COSA CHIEDE
Elenca ogni riga delle voci che contiene la parola "black", rispettando maiuscole e minuscole.

Voci del dataset:
:::

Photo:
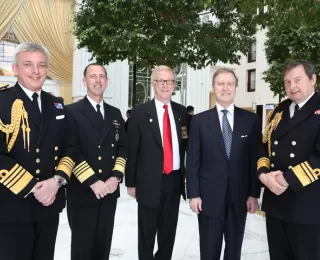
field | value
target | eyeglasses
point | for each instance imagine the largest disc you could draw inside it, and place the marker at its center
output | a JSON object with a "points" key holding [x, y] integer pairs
{"points": [[160, 82]]}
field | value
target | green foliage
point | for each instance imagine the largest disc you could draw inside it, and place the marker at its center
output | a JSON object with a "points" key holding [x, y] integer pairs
{"points": [[150, 32], [293, 33]]}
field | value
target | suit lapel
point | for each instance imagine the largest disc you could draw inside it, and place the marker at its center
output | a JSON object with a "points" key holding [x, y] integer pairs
{"points": [[107, 123], [215, 128], [27, 104], [47, 114], [177, 119], [153, 121], [287, 123], [91, 115]]}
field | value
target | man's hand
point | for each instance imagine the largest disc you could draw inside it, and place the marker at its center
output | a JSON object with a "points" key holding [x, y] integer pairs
{"points": [[45, 191], [252, 205], [196, 205], [100, 189], [112, 184], [269, 180], [132, 191]]}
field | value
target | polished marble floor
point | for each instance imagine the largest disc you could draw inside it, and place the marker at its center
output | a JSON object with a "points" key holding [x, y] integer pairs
{"points": [[124, 245]]}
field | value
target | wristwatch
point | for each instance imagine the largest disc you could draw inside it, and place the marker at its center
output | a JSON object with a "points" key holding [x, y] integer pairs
{"points": [[60, 181]]}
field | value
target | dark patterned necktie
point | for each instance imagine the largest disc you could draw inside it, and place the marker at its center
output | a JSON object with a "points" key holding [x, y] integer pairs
{"points": [[226, 132]]}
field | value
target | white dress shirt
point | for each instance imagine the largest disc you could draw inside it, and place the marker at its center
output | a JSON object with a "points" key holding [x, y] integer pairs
{"points": [[291, 107], [230, 114], [175, 143], [29, 93], [94, 104]]}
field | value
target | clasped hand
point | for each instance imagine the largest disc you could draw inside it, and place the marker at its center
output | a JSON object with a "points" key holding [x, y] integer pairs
{"points": [[275, 182], [45, 191], [102, 189]]}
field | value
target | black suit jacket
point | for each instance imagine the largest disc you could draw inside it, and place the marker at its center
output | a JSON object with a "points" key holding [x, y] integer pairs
{"points": [[102, 148], [294, 150], [145, 157], [50, 154], [209, 171]]}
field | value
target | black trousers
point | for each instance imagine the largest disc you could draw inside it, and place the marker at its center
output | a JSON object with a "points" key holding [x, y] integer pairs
{"points": [[91, 225], [229, 224], [288, 241], [161, 221], [29, 241]]}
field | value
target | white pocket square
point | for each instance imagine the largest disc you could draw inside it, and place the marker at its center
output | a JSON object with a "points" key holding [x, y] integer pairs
{"points": [[60, 117]]}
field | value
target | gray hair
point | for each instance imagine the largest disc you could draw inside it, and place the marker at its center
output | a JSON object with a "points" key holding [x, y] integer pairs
{"points": [[161, 67], [307, 66], [30, 47], [221, 71]]}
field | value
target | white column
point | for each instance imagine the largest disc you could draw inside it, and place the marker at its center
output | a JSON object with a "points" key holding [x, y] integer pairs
{"points": [[198, 88]]}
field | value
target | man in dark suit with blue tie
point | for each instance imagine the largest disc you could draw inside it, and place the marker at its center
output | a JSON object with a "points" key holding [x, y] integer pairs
{"points": [[221, 170]]}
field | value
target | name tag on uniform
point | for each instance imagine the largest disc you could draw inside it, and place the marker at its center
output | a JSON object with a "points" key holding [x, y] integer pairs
{"points": [[60, 117], [184, 132]]}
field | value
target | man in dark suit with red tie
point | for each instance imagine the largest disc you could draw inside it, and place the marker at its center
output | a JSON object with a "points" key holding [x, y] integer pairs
{"points": [[155, 171], [221, 170], [99, 134]]}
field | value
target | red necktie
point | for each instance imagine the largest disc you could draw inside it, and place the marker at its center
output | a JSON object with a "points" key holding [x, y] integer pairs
{"points": [[167, 143]]}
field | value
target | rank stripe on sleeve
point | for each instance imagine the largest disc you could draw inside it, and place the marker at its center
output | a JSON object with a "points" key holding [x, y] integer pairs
{"points": [[83, 171], [15, 179], [263, 162]]}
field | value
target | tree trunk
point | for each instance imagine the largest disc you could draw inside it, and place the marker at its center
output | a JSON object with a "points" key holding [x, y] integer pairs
{"points": [[134, 85]]}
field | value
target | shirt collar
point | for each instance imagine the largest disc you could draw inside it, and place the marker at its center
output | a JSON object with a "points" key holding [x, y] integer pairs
{"points": [[29, 92], [94, 103], [301, 104], [159, 104], [229, 108]]}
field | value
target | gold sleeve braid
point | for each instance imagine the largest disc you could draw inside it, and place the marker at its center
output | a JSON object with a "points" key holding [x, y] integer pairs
{"points": [[15, 179], [83, 171], [18, 116], [120, 165], [305, 173], [270, 127], [66, 165], [263, 162]]}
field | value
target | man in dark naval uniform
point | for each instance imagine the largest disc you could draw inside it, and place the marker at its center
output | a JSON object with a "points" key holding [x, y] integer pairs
{"points": [[289, 167], [35, 160], [94, 188]]}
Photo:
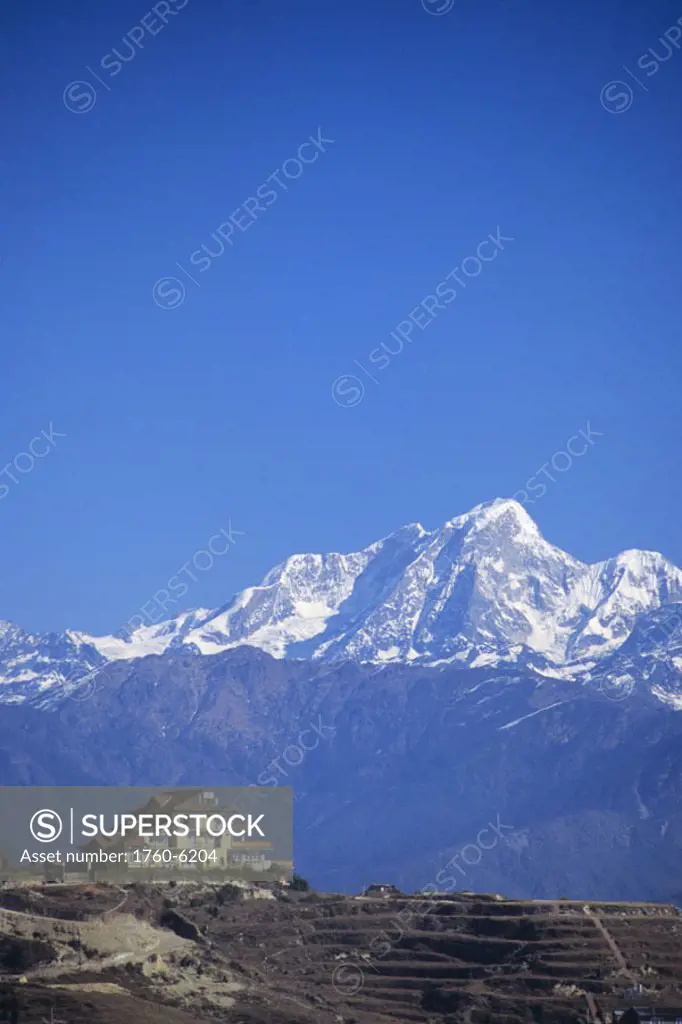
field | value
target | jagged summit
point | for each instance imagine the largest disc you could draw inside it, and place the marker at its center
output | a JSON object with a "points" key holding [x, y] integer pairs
{"points": [[483, 589]]}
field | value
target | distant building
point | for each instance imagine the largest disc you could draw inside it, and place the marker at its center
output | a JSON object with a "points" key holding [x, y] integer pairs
{"points": [[382, 889]]}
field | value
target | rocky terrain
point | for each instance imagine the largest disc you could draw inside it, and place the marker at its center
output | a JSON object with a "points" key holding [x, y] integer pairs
{"points": [[394, 769], [249, 955]]}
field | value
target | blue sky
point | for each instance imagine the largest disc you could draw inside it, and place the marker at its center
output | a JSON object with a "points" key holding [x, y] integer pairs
{"points": [[446, 128]]}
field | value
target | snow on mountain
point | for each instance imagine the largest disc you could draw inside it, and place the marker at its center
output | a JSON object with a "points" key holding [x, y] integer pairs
{"points": [[484, 589]]}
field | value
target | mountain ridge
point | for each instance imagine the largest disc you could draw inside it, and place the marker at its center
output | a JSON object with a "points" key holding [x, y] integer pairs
{"points": [[484, 589]]}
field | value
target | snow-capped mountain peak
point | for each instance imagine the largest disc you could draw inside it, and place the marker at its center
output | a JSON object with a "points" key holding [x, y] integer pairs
{"points": [[485, 588]]}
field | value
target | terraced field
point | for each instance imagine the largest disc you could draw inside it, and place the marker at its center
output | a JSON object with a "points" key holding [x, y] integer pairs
{"points": [[282, 956]]}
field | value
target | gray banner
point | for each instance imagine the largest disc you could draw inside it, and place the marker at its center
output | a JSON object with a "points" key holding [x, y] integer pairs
{"points": [[145, 833]]}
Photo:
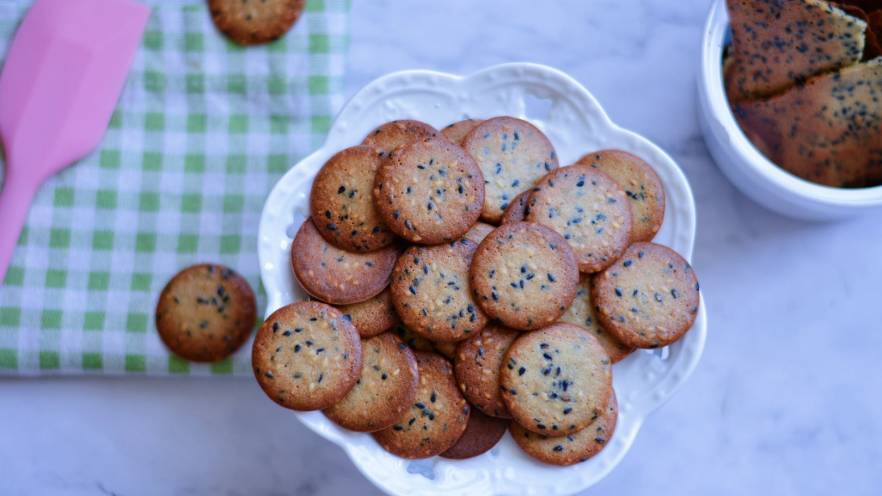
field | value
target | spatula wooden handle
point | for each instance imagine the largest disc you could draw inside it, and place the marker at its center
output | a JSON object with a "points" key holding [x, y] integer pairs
{"points": [[15, 201]]}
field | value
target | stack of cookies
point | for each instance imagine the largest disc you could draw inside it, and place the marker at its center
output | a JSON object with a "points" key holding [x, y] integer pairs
{"points": [[465, 284]]}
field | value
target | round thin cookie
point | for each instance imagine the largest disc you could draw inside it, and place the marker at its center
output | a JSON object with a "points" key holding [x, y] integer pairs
{"points": [[572, 448], [393, 134], [431, 293], [477, 364], [385, 389], [437, 418], [429, 191], [649, 298], [582, 313], [205, 313], [342, 205], [478, 232], [412, 339], [251, 22], [513, 154], [337, 276], [373, 316], [589, 209], [306, 356], [556, 380], [517, 209], [481, 435], [642, 187], [457, 131], [525, 275], [445, 348]]}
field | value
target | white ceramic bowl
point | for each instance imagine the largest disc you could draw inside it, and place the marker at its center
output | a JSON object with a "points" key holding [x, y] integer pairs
{"points": [[750, 171], [576, 124]]}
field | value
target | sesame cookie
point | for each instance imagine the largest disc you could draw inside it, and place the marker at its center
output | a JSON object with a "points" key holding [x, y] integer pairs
{"points": [[393, 134], [588, 209], [481, 435], [431, 293], [648, 298], [582, 313], [373, 316], [429, 191], [458, 130], [641, 184], [525, 275], [572, 448], [513, 154], [342, 205], [445, 348], [478, 232], [437, 418], [828, 130], [477, 363], [306, 356], [251, 22], [385, 389], [517, 209], [556, 380], [412, 339], [337, 276], [205, 313], [778, 44]]}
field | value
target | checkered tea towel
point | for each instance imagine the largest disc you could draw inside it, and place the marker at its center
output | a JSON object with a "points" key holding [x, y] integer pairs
{"points": [[202, 131]]}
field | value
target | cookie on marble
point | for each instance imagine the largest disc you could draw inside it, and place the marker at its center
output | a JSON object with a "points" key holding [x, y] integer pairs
{"points": [[384, 390], [457, 131], [517, 209], [649, 298], [252, 22], [373, 316], [588, 209], [478, 232], [391, 135], [437, 418], [582, 313], [429, 191], [642, 187], [557, 380], [342, 204], [306, 356], [477, 364], [481, 435], [572, 448], [512, 154], [205, 313], [431, 293], [337, 276], [524, 275]]}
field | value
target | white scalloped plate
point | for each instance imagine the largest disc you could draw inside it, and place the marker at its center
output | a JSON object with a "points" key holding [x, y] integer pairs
{"points": [[576, 124]]}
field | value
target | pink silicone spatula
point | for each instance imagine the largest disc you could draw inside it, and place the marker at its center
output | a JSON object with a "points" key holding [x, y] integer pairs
{"points": [[62, 77]]}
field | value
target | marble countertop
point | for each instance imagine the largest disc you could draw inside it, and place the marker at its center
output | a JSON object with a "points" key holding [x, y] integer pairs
{"points": [[786, 400]]}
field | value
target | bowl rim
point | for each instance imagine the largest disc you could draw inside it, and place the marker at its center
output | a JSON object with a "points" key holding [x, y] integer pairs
{"points": [[714, 92], [665, 382]]}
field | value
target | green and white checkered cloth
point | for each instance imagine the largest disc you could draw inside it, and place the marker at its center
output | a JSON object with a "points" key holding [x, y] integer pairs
{"points": [[202, 131]]}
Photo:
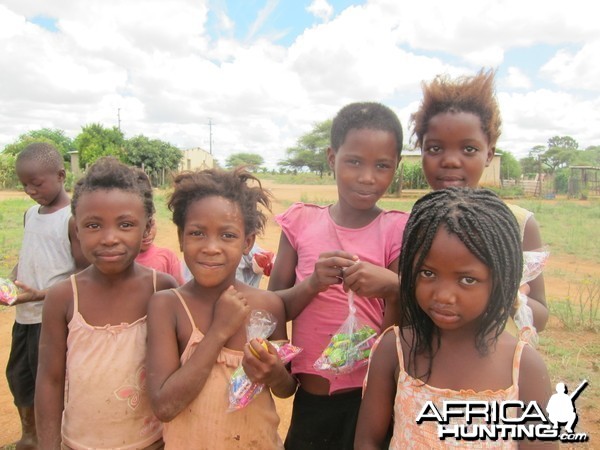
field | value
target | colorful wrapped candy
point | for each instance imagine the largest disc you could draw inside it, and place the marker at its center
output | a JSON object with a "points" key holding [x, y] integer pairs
{"points": [[350, 347], [241, 390], [8, 291], [533, 265]]}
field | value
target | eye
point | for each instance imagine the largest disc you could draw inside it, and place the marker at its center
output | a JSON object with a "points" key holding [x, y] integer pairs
{"points": [[426, 273], [434, 149], [468, 281]]}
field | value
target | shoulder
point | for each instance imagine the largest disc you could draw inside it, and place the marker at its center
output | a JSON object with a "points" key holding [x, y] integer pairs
{"points": [[301, 210], [534, 381], [165, 281], [261, 299]]}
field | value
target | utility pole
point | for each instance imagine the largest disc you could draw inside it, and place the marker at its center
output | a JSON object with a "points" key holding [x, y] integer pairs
{"points": [[210, 136]]}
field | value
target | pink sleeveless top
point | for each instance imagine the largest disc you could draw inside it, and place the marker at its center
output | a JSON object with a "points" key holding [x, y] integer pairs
{"points": [[412, 394], [106, 404], [205, 422]]}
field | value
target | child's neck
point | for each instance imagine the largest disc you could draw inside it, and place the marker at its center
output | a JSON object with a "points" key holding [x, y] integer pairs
{"points": [[346, 216], [62, 200]]}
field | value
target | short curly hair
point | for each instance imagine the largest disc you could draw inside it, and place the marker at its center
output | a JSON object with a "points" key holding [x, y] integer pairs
{"points": [[365, 115], [470, 94], [109, 173], [192, 186]]}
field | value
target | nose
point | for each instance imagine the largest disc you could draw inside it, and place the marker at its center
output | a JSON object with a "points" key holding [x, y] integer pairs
{"points": [[366, 175], [451, 158], [444, 294]]}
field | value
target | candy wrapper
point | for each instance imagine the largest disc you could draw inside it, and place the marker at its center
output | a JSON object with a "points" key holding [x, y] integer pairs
{"points": [[350, 347], [8, 291], [533, 265], [241, 390]]}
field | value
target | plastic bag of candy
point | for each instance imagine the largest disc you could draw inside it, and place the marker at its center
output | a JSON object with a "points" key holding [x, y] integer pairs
{"points": [[350, 347], [241, 390], [533, 265], [8, 291]]}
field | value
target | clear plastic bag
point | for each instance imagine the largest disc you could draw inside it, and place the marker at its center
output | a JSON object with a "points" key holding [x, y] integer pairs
{"points": [[350, 347], [8, 291], [533, 265], [241, 390]]}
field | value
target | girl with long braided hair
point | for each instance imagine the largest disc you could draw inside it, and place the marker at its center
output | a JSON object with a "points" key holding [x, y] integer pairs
{"points": [[460, 265], [456, 127]]}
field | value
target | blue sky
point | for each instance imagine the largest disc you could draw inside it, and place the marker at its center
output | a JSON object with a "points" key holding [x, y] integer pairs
{"points": [[265, 71]]}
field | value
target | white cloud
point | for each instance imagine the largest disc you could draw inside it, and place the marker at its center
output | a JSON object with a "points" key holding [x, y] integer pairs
{"points": [[516, 79], [320, 9]]}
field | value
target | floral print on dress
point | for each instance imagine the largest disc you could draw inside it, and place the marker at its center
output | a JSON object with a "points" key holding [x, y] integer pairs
{"points": [[132, 393]]}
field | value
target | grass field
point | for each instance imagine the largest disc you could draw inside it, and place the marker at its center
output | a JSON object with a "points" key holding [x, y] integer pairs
{"points": [[570, 345]]}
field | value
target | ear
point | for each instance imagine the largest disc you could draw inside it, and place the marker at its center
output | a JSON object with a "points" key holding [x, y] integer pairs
{"points": [[180, 237], [331, 158], [490, 156], [249, 243]]}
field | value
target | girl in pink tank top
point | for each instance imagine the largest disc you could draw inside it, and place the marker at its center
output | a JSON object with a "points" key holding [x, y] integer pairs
{"points": [[461, 265], [91, 389], [197, 333]]}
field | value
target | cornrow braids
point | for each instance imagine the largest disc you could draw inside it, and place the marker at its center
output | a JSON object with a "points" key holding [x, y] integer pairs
{"points": [[191, 186], [108, 173], [487, 227]]}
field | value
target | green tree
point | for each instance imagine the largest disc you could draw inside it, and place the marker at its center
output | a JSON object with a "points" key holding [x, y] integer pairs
{"points": [[510, 169], [561, 150], [56, 137], [251, 160], [310, 151], [153, 155], [95, 141]]}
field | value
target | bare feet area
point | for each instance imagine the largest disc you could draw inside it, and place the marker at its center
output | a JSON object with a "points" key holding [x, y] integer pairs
{"points": [[561, 271]]}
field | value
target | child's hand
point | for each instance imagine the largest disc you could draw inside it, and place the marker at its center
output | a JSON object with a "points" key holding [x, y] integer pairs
{"points": [[369, 280], [231, 312], [28, 294], [266, 368], [330, 268]]}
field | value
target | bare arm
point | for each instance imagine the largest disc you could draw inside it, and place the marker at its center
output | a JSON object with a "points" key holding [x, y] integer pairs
{"points": [[377, 406], [534, 386], [172, 386], [297, 297], [268, 368], [532, 240], [50, 382]]}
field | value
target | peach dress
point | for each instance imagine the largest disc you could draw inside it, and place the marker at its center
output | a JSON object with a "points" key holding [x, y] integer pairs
{"points": [[412, 394], [205, 422]]}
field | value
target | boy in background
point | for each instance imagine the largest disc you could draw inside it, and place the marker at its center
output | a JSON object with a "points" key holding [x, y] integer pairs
{"points": [[49, 253]]}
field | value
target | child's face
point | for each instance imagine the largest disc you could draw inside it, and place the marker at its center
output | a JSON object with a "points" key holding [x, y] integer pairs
{"points": [[40, 183], [453, 286], [364, 166], [110, 225], [455, 150], [213, 241]]}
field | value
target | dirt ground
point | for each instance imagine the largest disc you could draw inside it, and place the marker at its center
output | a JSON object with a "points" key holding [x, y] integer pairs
{"points": [[557, 287]]}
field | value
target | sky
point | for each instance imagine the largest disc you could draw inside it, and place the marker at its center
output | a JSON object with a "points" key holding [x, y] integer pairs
{"points": [[235, 76]]}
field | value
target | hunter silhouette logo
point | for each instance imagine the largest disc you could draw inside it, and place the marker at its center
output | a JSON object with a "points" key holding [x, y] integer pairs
{"points": [[470, 420], [561, 406]]}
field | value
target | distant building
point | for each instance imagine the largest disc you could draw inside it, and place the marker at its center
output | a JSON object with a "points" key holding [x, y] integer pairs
{"points": [[490, 176], [196, 159]]}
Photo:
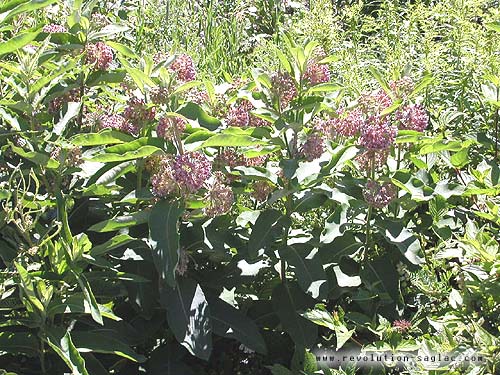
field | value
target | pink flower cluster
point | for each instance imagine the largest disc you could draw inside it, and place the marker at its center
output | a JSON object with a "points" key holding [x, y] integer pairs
{"points": [[99, 55], [402, 325], [187, 173], [240, 115], [191, 170], [219, 198], [261, 190], [316, 73], [117, 122], [313, 147], [54, 28], [283, 87], [167, 127], [379, 195], [183, 66], [231, 158]]}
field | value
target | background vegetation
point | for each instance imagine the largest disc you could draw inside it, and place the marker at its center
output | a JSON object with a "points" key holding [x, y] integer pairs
{"points": [[184, 187]]}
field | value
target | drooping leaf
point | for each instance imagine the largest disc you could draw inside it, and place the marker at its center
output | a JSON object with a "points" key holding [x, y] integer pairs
{"points": [[65, 348], [307, 268], [228, 321], [188, 316], [164, 237], [302, 331]]}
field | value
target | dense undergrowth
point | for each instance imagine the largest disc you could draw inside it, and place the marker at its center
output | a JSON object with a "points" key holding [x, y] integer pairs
{"points": [[230, 187]]}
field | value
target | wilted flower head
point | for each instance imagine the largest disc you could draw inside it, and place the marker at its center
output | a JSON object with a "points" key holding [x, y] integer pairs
{"points": [[377, 134], [167, 127], [402, 87], [137, 112], [316, 73], [184, 67], [54, 28], [191, 170], [412, 117], [99, 55], [219, 198], [313, 147], [284, 88], [402, 325], [378, 195]]}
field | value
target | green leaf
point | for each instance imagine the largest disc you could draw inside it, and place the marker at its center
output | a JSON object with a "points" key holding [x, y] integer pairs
{"points": [[17, 42], [302, 331], [307, 268], [263, 232], [494, 26], [231, 140], [24, 7], [194, 112], [36, 157], [72, 112], [188, 316], [105, 137], [336, 323], [97, 342], [111, 244], [230, 322], [19, 343], [136, 218], [90, 301], [66, 350], [130, 155], [378, 76], [381, 275], [164, 238], [123, 49], [396, 234]]}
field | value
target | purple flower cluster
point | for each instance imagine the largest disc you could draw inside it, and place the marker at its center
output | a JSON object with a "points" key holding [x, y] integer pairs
{"points": [[261, 190], [183, 66], [283, 87], [240, 115], [402, 325], [313, 147], [316, 73], [191, 170], [379, 195], [54, 28], [117, 122], [168, 125], [412, 117], [219, 198], [99, 55]]}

:::

RISULTATO
target | black suit jacket
target | black trousers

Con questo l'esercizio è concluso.